**TASK DESCRIPTION:** Word for word, copy the data that follows and skip its pictures.

**SUPPLIED INFORMATION:**

☆ ☆ ☆ ☆ ☆ ☆ ☆

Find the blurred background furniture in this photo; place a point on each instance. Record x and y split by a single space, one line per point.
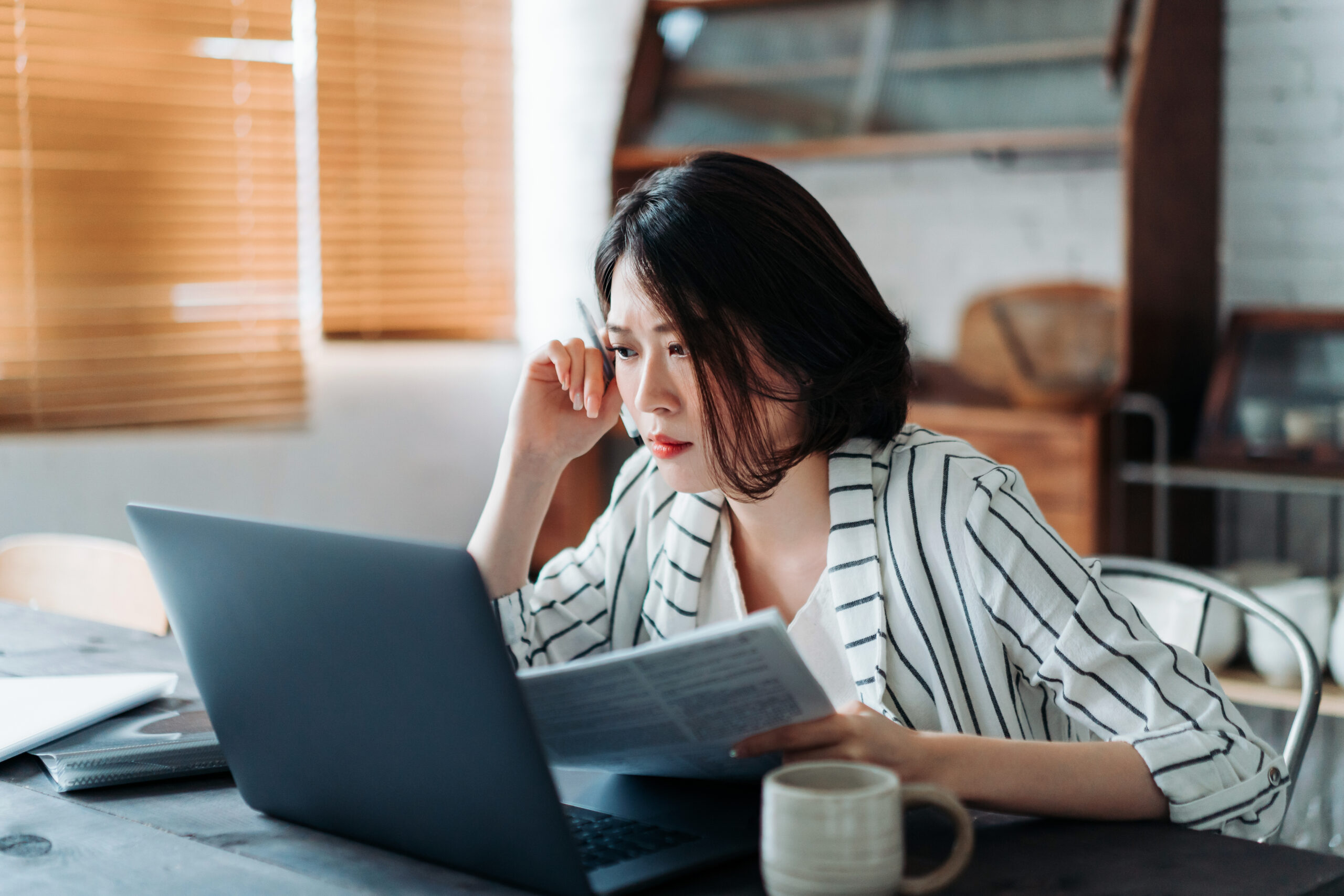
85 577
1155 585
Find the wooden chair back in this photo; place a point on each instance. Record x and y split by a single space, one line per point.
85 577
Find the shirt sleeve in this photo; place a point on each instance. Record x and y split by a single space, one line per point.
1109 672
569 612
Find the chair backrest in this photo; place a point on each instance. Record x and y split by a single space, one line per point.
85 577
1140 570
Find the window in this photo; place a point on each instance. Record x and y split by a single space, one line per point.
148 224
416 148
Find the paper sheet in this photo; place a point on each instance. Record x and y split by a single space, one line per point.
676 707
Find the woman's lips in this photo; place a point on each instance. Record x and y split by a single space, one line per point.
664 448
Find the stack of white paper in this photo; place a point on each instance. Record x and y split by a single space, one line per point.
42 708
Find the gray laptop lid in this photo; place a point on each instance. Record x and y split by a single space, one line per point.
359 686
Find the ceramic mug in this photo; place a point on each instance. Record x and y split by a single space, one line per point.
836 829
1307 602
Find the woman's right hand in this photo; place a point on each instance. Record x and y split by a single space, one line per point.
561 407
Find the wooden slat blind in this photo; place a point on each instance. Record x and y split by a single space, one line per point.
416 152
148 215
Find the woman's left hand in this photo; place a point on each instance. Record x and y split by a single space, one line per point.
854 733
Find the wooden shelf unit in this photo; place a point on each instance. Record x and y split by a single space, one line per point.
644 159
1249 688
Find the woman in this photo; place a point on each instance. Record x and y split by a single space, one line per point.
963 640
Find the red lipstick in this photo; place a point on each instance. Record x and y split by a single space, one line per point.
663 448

☆ ☆ ☆ ☆ ☆ ☆ ☆

**ANSWER:**
Find the blurred background furniture in this photo; place a point on each instance. Record x and y split by a single space, one line per point.
85 577
1155 585
Find the wooden chair back in this photo; place a point on each instance. Record x and y split by a single space, one line per point.
85 577
Find the shirt sleeve in this photo; place a point on each instance. Record x and y split by a single space, one line per point.
1109 672
569 612
Find the chair backrest in this photo; place a point on each instance. Record x and y split by a single space, one line per point.
85 577
1140 570
Find the window in this photo; place a point on each instance. Record x and y split by a single space, one line per point.
148 224
416 148
Find the paper sheet in this photo; place a point on each instance. Record x and y split by a single space, one line per point.
676 707
Find the woman's lips in this photo; place a point on each instance. Record x and y split by a single space, one line per point.
664 448
Find the stack of white paper in this photo; place a point on each instance. Record x and y split by a single space, one line per point.
42 708
Find the gray laptop lid in this photo; place a point on each instance. Record x and y split by a single space, one line per point.
359 686
Find the ceramic mug in this photo; place a point on each instance. Record x and y split by a single space, one line per point.
836 829
1307 602
Find the woman's right hand in this photo; place a point on each instance. Record x and y split by a single space, one line per point.
561 407
Find the wooden slat blind in this photo; place a point on each instance. Record x and y split by a single space, one line per point.
416 152
148 215
Find the woman's left hand in this photo; place a point on each instance. Record x and y split by a single space, one line per point.
854 733
Find the wooden shelf unit in this photo; place a point on each instance. Record x and y split by a single space, one line per point.
644 159
1249 688
Find the woman in this photo; place a point on each instance. Record x and y split by a single space, one line per point.
963 640
Find the red lipstick in this photo; place a point on each instance. Record x and y split by a single space, one line per point.
663 448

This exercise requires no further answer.